You may have been told once or twice: “People can’t hear the gospel if they’re hungry.” I’ve read it dozens of times in statements from pastors in the United States. But where, exactly, does the idea come from?
Many pastors depend on Maslow’s hierarchy of needs to decide how churches should minister—even though it’s been debunked.
The hierarchy of needs is a theory of human motivation, proposed in 1943 by psychologist Abraham Maslow, that says human beings have layers of needs: physiological, safety, belonging, esteem, and self-actualization, in that order. When people start to feel a certain need—say, the need for satisfaction in their jobs—it is because the lower layers of needs have been satisfied. Maslow put physiological needs at the bottom of his hierarchy, indicating that needs like air, water, food, sex, sleep, shelter, and clothing must be met before any other felt needs can arise and be addressed.
I learned about pastors’ dependence on Maslow’s hierarchy of needs while analyzing data collected by the Seed Company, on behalf of Barna Group. On a survey, senior pastors had written individual responses to explain their churches’ teaching about providing for physical and spiritual needs.
About one in six of the senior pastors, unprompted and in his or her own words, referred either specifically to Maslow’s hierarchy or to its main idea, that physical needs must be met before people experience spiritual needs.

**GIVEN ENTRIES:**
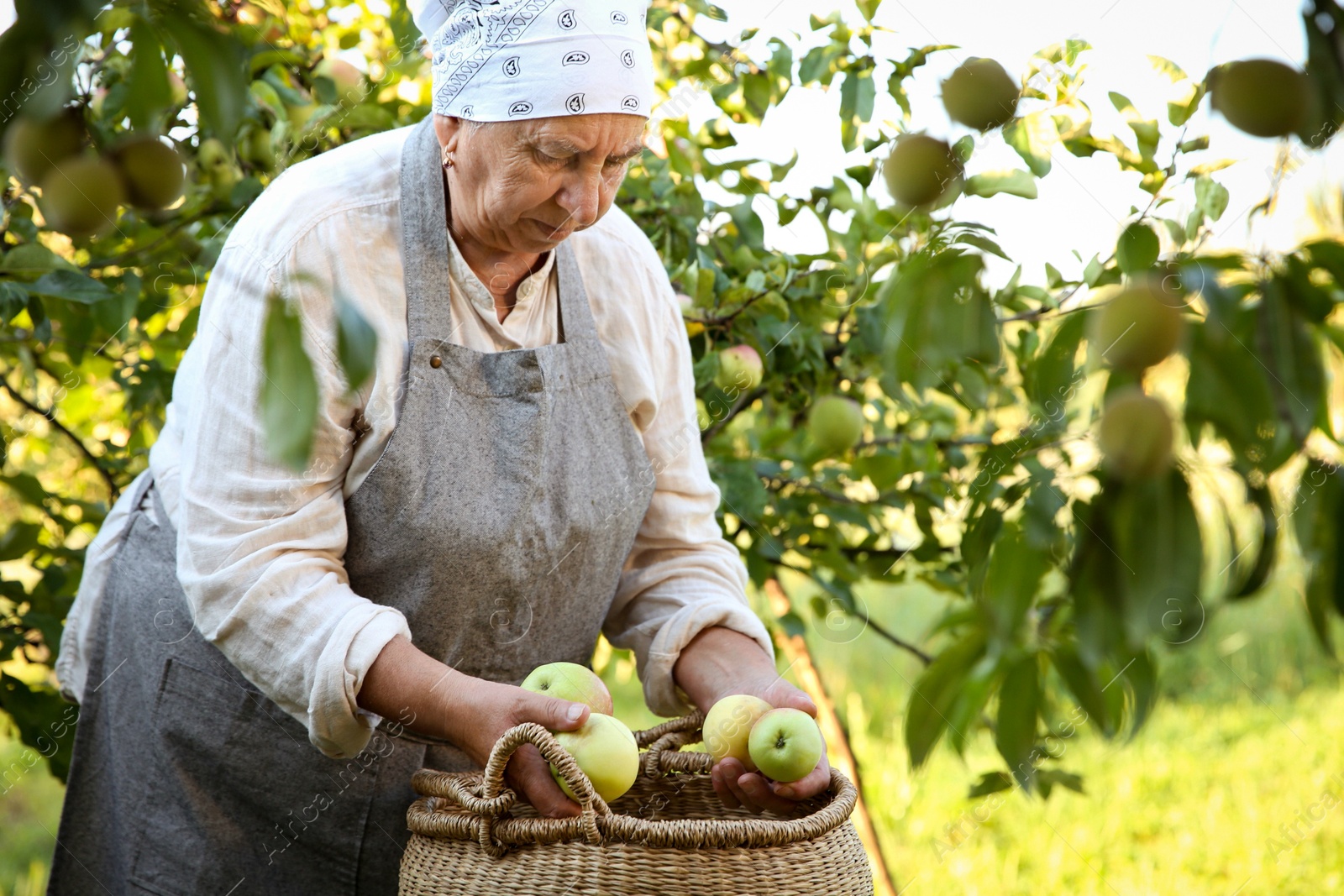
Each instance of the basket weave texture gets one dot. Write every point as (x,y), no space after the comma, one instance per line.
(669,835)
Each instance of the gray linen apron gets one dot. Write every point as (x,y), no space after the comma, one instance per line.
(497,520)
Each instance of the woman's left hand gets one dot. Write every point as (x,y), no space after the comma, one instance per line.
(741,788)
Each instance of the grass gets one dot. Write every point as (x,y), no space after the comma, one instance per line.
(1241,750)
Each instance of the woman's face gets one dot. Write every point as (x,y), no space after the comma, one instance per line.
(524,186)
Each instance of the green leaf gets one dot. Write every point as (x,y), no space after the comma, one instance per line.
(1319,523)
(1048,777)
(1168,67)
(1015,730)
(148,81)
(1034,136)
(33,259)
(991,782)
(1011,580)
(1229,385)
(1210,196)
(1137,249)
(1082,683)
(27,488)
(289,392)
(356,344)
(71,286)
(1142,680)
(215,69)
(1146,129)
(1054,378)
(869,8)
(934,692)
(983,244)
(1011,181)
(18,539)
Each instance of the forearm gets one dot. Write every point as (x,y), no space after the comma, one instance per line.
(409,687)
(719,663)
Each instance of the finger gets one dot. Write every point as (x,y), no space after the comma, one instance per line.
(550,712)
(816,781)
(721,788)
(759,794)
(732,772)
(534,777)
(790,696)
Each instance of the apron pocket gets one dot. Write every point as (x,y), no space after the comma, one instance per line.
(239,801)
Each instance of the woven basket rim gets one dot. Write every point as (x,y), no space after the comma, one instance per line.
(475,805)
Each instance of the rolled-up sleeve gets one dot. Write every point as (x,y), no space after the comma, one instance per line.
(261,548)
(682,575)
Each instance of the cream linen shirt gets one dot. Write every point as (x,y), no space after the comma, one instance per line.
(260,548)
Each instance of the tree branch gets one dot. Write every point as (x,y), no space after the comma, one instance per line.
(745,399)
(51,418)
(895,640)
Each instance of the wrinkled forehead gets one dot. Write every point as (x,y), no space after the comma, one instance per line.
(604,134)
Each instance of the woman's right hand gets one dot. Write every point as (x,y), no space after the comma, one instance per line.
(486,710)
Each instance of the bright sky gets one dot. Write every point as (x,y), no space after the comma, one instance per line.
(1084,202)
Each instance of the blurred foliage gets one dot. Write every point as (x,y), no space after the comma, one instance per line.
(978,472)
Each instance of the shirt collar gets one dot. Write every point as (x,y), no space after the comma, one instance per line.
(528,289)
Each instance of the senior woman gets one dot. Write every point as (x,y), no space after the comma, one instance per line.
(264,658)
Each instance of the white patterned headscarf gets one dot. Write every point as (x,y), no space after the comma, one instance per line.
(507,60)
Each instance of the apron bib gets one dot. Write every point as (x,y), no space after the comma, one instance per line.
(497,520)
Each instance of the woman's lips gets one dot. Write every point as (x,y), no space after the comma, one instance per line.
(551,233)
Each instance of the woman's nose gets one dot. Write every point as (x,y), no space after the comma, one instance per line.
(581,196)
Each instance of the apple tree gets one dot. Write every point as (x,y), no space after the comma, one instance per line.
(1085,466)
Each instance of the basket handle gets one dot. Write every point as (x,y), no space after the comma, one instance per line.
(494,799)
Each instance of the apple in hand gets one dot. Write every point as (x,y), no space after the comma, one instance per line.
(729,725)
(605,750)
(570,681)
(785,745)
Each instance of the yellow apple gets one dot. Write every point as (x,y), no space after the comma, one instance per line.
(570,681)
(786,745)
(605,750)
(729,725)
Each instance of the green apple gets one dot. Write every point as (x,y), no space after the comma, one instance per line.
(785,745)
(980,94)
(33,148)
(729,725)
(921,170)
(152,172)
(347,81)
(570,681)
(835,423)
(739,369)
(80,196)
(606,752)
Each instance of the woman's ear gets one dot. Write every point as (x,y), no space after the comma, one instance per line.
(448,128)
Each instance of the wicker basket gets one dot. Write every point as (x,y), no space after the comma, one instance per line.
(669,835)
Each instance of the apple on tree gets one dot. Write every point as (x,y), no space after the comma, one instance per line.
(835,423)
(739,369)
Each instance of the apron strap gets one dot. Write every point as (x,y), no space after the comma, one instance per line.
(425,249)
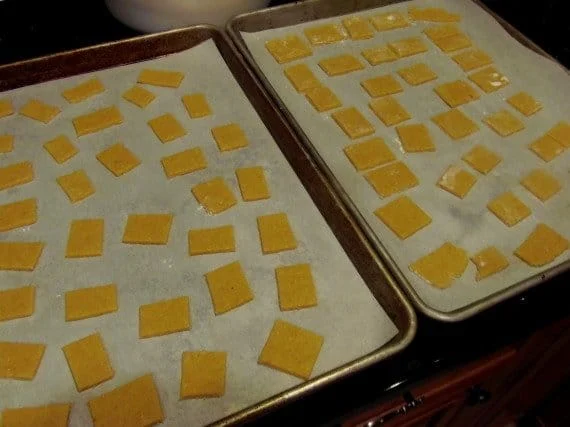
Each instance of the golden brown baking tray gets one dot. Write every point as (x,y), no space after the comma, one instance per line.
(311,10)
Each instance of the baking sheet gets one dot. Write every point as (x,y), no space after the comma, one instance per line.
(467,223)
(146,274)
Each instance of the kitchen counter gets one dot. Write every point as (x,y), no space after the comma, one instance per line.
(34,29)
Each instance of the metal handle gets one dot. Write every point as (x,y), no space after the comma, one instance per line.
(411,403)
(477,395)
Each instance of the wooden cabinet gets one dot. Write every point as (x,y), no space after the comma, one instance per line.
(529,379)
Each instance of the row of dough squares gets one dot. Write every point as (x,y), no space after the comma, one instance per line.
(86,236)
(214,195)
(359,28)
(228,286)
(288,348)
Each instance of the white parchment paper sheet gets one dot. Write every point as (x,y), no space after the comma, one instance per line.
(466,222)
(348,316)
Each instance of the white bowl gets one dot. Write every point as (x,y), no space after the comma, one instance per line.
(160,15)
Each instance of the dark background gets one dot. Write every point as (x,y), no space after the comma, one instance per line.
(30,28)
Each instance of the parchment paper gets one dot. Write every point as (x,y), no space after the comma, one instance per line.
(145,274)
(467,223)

**GIVEN REQUEST 1:**
In the article on pastors and Maslow's hierarchy of needs, what share of senior pastors brought up the hierarchy or its main idea without being prompted?
**GIVEN REQUEST 2:**
Go on with the article on pastors and Maslow's hierarchy of needs from the point where it stops.

**FINAL ANSWER 1:**
About one in six of the senior pastors.

**FINAL ANSWER 2:**
People tend to say less than they could when answering free-response survey questions like this one. So if asked more specifically whether they agree that Maslow’s hierarchy is reliable, pastors, I expect, would be even more favorable toward it.
Outside of psychology, the theory has grown in mentions and in popularity since the 1960s. Google’s literature search, the Ngram Viewer, as well as its web search, Google Trends, show that Maslow’s idea is as popular as ever, if not more.
However, a group of psychologists who wanted to update the pyramid wrote in a 2010 Perspectives on Psychological Science article that “many behavioral scientists view Maslow’s pyramid as a quaint visual artifact without much contemporary theoretical importance.”
In truth, Maslow’s hierarchy of needs was never an accurate description of how people act, let alone a guide to discipleship. Yet if one in six senior pastors subscribes to its reasoning, then the theory has leavened the teaching in US churches.
Why is this such a big deal? Because when Christians go outside the Bible for ministry strategy, they should know if a source is reliable.
Neither Biblical nor Scientific
The hierarchy of needs theory is not so much scientific as speculative. Abraham Maslow first published his theory without empirical testing. He tweaked the theory throughout his career and kept things lively by publishing a list of people he thought had reached the pinnacle, self-actualization (many of whom he had never met, like George Washington). But he never did systematically compare the theory to real people’s behavior.
The theory is also problematic because it teaches us to coach others in the priorities of Esau, who gave up his birthright to appease stomach rumbles—hardly a biblical example of godliness. When he experienced deprivation, he lost all perspective, and not because that’s all a human is capable of.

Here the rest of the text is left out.